-- start of DATASET RECORDS --

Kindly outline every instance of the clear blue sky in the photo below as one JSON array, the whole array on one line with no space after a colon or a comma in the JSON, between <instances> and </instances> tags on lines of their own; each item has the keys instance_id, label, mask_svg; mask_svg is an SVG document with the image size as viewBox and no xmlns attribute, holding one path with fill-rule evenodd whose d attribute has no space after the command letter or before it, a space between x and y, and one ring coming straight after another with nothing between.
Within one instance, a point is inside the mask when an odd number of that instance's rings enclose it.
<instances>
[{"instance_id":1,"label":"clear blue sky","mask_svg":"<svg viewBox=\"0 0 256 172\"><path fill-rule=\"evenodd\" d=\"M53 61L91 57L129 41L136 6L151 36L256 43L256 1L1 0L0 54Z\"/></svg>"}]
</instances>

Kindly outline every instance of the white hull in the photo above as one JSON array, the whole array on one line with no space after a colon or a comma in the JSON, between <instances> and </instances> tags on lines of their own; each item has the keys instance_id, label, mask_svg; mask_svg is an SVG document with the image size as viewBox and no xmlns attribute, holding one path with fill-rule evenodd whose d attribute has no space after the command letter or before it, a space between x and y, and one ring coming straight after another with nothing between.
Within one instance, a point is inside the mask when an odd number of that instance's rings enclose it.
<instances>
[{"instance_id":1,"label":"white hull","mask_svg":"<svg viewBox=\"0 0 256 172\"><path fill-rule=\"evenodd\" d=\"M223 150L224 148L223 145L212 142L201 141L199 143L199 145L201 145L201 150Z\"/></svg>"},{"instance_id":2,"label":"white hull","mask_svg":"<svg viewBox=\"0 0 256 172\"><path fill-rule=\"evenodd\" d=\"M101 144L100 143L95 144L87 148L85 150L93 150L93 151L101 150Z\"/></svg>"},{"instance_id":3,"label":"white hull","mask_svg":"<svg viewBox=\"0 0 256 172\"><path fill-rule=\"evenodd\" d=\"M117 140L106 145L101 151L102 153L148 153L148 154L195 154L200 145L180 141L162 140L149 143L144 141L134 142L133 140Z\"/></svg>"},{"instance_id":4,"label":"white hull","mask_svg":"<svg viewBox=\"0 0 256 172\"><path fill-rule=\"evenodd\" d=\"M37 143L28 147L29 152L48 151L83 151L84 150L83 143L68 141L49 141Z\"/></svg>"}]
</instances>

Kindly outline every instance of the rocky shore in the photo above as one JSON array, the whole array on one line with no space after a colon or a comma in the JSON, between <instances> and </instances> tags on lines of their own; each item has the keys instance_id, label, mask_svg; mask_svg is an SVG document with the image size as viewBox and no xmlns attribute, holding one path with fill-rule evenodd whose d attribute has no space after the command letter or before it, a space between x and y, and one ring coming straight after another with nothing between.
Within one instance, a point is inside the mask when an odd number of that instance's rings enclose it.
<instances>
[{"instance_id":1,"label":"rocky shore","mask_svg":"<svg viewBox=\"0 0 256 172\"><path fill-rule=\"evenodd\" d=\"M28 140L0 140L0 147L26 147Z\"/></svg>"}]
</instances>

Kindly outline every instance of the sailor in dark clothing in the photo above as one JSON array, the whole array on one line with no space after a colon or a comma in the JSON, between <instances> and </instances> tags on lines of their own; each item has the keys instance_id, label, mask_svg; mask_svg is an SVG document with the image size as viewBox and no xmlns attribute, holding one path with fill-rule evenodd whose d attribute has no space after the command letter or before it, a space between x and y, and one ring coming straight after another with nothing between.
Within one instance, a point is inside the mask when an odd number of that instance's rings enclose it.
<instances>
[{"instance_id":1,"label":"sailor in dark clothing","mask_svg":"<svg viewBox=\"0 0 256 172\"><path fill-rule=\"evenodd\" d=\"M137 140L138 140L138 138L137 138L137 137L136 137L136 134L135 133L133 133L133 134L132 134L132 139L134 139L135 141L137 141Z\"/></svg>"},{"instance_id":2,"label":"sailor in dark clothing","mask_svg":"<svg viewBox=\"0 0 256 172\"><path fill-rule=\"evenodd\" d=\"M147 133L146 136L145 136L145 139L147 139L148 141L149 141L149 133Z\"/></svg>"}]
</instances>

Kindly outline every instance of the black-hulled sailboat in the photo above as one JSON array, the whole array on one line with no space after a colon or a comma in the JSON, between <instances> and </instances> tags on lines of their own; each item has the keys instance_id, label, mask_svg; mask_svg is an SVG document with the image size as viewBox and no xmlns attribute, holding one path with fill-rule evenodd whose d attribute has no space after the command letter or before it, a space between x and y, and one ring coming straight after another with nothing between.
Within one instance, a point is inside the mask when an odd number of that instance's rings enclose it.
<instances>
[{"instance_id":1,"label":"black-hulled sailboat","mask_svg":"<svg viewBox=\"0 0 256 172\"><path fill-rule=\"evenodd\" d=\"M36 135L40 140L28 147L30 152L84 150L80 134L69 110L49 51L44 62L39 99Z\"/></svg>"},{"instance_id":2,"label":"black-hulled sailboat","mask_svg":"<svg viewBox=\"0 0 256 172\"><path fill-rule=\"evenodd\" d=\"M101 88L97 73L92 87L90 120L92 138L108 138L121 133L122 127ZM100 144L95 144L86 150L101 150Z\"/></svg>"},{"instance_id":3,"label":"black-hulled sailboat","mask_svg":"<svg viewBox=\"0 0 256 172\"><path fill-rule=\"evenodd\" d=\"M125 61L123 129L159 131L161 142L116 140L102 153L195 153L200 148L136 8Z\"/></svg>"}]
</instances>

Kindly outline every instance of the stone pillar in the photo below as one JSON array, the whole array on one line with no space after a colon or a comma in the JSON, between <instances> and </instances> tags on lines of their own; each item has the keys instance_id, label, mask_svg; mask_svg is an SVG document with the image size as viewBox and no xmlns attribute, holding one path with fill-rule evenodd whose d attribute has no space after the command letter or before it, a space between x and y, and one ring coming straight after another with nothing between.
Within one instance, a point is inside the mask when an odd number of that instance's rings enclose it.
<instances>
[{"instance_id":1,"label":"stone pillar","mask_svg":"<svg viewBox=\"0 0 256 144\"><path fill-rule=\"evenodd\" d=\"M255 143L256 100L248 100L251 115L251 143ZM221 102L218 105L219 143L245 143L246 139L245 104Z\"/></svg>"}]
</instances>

-- end of DATASET RECORDS --

**GOAL OF THE EXERCISE**
Pick out every line of the listing above that contains the word "pillar" and copy each of those lines in full.

**TASK SOLUTION**
Kindly outline every instance of the stone pillar in the photo below as one JSON array, the whole array on one line with no space after a colon or a comma in the JSON, between <instances> and </instances> tags on lines of their own; each item has the keys instance_id, label, mask_svg; mask_svg is an SVG document with the image size as viewBox and no xmlns attribute, holding one path with fill-rule evenodd whose d attribute has no space after the command letter or before it, a space between x and y, and one ring coming straight after another with nothing between.
[{"instance_id":1,"label":"stone pillar","mask_svg":"<svg viewBox=\"0 0 256 144\"><path fill-rule=\"evenodd\" d=\"M255 143L256 100L248 100L251 115L251 143ZM221 102L218 105L219 143L245 143L246 139L245 104Z\"/></svg>"}]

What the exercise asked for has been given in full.